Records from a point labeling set

________________

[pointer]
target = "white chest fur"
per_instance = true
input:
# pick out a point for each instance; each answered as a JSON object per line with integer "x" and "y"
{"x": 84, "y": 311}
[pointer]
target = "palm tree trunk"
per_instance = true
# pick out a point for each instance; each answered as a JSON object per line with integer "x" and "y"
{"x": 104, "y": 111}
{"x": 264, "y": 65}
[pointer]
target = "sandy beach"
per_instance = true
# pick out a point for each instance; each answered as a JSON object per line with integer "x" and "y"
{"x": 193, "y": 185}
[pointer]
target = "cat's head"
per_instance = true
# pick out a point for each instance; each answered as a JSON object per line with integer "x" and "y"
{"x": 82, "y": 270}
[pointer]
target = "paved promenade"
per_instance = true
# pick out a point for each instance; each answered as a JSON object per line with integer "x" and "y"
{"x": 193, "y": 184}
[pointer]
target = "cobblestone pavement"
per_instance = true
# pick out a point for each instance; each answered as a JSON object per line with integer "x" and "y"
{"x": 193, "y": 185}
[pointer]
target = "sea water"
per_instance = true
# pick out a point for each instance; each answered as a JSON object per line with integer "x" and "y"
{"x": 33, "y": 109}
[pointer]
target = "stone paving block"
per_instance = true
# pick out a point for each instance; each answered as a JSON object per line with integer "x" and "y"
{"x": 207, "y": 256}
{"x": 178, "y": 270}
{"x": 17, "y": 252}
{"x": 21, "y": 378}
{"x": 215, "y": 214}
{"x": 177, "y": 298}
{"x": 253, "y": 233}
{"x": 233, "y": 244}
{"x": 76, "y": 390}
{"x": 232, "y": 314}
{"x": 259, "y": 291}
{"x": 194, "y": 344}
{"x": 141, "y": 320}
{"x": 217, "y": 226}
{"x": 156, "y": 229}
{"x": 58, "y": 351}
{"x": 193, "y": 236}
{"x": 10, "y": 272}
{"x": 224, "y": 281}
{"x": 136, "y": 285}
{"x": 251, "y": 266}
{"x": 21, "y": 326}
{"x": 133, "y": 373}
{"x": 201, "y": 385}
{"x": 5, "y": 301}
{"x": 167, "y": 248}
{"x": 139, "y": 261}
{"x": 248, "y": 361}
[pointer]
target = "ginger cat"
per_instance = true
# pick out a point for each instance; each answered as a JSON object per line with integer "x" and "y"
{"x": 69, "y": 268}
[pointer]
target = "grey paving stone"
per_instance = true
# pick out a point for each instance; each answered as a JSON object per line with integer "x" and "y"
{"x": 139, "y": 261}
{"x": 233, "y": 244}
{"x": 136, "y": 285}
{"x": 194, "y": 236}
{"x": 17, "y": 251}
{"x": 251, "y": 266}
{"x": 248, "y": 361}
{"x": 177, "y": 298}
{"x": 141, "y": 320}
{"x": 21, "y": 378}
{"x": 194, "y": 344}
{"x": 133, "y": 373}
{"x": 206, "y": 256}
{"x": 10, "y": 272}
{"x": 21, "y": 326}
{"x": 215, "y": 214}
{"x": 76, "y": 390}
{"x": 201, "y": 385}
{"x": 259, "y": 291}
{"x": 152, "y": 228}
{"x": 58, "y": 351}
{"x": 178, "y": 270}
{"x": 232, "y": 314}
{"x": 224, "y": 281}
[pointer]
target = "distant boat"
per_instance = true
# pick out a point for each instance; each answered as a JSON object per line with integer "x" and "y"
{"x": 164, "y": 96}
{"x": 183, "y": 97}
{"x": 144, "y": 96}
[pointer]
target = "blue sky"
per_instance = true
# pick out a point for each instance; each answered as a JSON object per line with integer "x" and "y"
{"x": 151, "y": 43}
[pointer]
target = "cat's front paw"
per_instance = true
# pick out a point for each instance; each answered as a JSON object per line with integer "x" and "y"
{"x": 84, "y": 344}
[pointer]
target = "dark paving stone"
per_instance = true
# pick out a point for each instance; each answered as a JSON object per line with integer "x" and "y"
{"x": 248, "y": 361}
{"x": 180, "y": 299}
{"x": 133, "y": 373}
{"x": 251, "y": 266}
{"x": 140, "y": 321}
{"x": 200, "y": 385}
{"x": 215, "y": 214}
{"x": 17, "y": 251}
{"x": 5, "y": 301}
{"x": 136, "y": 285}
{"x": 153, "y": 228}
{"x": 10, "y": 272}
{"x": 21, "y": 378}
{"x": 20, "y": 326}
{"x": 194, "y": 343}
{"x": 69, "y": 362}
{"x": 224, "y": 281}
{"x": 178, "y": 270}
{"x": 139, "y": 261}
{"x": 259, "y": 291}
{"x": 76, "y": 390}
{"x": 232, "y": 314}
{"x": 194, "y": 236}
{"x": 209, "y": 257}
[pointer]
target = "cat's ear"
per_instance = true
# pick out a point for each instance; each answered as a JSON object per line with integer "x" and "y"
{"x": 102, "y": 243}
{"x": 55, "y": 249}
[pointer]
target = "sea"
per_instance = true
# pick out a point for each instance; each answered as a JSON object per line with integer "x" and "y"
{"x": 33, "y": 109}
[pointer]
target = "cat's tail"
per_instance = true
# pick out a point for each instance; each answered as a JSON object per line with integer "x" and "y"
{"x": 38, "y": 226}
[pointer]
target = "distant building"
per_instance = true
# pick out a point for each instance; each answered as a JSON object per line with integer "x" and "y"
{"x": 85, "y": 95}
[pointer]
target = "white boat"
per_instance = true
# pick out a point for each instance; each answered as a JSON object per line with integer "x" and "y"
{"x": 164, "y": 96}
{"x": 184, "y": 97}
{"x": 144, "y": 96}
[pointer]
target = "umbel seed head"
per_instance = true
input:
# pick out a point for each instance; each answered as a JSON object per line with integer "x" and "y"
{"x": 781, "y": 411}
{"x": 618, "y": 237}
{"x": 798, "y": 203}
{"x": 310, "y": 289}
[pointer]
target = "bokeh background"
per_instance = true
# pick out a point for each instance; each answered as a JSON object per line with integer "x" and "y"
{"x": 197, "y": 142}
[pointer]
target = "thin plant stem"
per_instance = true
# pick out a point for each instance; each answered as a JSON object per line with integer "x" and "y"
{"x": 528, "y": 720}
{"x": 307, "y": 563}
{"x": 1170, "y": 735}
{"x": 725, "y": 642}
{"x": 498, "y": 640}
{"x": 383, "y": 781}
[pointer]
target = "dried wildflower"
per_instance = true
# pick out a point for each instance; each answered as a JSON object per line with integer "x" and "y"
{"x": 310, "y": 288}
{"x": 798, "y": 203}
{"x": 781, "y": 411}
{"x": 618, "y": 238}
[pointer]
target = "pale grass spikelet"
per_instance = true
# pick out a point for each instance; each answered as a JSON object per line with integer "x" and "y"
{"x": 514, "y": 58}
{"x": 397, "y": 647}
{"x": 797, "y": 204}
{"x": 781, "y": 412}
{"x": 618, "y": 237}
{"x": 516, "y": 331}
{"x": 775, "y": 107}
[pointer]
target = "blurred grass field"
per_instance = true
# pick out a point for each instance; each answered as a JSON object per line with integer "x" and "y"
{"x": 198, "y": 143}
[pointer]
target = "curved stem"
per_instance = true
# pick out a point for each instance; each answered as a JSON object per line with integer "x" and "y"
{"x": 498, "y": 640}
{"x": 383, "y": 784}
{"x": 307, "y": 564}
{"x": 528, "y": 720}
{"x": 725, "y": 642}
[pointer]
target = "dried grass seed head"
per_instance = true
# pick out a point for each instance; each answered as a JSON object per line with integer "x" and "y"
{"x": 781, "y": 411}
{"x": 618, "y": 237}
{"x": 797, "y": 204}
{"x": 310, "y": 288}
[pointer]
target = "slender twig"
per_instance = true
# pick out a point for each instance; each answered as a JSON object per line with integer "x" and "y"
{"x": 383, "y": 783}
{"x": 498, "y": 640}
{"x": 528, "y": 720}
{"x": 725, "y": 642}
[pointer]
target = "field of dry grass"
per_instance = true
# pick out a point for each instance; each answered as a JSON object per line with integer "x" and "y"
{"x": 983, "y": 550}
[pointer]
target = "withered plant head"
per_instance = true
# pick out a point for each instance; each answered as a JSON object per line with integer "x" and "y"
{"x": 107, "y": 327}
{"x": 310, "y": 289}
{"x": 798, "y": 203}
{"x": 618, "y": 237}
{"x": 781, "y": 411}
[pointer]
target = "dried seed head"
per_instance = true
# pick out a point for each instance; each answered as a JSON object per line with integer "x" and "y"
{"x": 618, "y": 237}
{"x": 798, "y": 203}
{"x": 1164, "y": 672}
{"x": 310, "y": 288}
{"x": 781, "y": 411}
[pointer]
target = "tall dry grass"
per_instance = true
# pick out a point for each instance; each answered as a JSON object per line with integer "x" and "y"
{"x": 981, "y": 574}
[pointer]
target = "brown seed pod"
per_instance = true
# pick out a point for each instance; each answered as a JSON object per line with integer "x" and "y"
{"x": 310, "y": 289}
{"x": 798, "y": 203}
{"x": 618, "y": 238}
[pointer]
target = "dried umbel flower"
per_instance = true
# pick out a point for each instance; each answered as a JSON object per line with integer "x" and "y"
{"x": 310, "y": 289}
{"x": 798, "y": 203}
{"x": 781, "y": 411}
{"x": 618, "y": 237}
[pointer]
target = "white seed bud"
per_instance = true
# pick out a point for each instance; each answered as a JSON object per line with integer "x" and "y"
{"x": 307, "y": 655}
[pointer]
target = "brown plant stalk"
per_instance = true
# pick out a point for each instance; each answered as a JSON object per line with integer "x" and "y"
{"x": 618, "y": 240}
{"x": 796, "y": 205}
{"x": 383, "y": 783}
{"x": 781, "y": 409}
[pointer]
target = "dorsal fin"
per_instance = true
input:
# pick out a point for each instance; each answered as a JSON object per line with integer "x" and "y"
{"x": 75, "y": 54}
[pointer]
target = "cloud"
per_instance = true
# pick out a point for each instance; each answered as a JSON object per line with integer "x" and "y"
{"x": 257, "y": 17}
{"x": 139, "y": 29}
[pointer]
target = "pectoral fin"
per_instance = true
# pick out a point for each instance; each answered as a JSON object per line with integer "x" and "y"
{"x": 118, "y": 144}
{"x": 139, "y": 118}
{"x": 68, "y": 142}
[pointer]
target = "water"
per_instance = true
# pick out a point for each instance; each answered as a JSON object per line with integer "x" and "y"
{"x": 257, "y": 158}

________________

» **TASK TO CARRY OUT**
Pull out each line of the entries above that contains the word "dried", and copy those lines in full.

» **RESPONSE BELOW**
target = "dried wildflower"
target = "dried grass seed head"
target = "dried seed head"
target = "dried umbel flower"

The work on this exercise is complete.